-- INPUT MATERIAL follows --
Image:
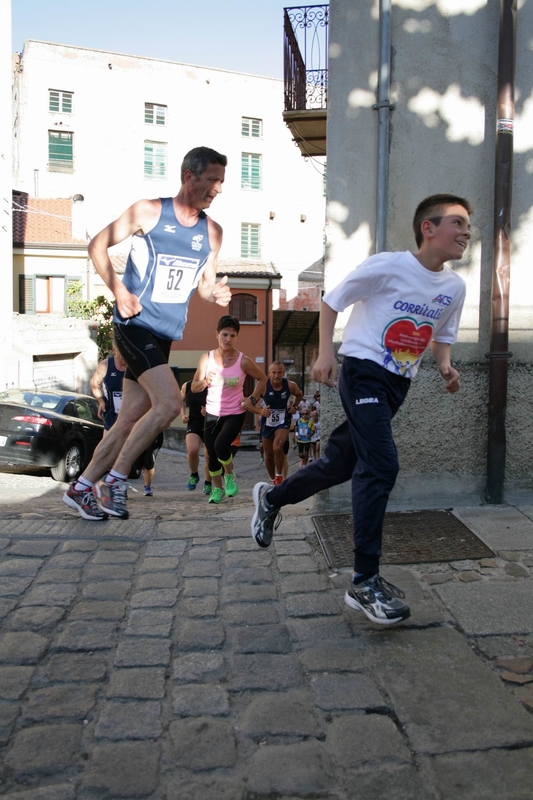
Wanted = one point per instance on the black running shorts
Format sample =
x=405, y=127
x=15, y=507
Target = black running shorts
x=140, y=349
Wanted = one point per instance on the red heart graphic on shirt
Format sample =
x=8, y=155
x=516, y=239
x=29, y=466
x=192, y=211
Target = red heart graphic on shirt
x=406, y=340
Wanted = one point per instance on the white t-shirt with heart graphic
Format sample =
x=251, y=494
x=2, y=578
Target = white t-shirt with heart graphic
x=399, y=307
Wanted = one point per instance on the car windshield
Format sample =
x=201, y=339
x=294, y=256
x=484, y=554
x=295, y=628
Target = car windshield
x=29, y=398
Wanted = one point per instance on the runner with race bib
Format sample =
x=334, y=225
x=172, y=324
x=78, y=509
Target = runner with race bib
x=276, y=420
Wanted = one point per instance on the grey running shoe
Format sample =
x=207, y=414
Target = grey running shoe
x=83, y=501
x=266, y=518
x=376, y=598
x=111, y=498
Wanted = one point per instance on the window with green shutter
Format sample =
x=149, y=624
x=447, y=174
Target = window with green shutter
x=154, y=114
x=250, y=240
x=252, y=128
x=60, y=102
x=155, y=160
x=251, y=171
x=60, y=151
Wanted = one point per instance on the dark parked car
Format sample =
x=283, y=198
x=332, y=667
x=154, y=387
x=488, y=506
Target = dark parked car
x=49, y=428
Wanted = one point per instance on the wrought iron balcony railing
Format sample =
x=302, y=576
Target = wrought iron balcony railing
x=306, y=58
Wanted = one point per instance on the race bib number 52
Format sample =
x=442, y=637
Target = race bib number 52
x=175, y=278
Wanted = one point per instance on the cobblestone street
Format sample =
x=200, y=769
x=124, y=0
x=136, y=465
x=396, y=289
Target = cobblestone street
x=167, y=657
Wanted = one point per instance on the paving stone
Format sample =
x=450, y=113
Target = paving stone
x=22, y=647
x=150, y=622
x=164, y=598
x=137, y=652
x=44, y=749
x=14, y=681
x=198, y=607
x=265, y=671
x=279, y=714
x=346, y=691
x=488, y=608
x=216, y=788
x=241, y=545
x=166, y=548
x=141, y=683
x=48, y=575
x=437, y=663
x=14, y=586
x=20, y=567
x=115, y=557
x=107, y=590
x=86, y=545
x=334, y=659
x=123, y=769
x=199, y=666
x=59, y=702
x=252, y=593
x=483, y=776
x=202, y=569
x=50, y=595
x=159, y=564
x=361, y=739
x=98, y=609
x=525, y=695
x=196, y=700
x=6, y=606
x=87, y=636
x=248, y=575
x=317, y=628
x=63, y=791
x=73, y=559
x=311, y=605
x=37, y=549
x=204, y=553
x=251, y=614
x=132, y=720
x=517, y=570
x=302, y=769
x=292, y=548
x=8, y=714
x=106, y=572
x=308, y=582
x=260, y=639
x=297, y=564
x=203, y=743
x=393, y=783
x=258, y=558
x=200, y=634
x=34, y=618
x=73, y=667
x=517, y=664
x=156, y=580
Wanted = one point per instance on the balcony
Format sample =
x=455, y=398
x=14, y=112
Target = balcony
x=306, y=76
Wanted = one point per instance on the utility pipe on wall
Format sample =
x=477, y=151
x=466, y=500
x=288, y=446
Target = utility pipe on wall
x=501, y=269
x=383, y=107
-- INPUT MATERIAL concluded --
Of all the entries above, repeat only the lines from the line that has "Target = dark parked car" to the line that has "x=442, y=637", both lines included, exactly.

Target = dark parked car
x=49, y=428
Wanted = one point per instance on the wrought iron balcony railing
Format sample =
x=302, y=576
Target = wrought iron balcony railing
x=306, y=58
Wanted = one point per instance on the race bib number 52
Format sample =
x=442, y=637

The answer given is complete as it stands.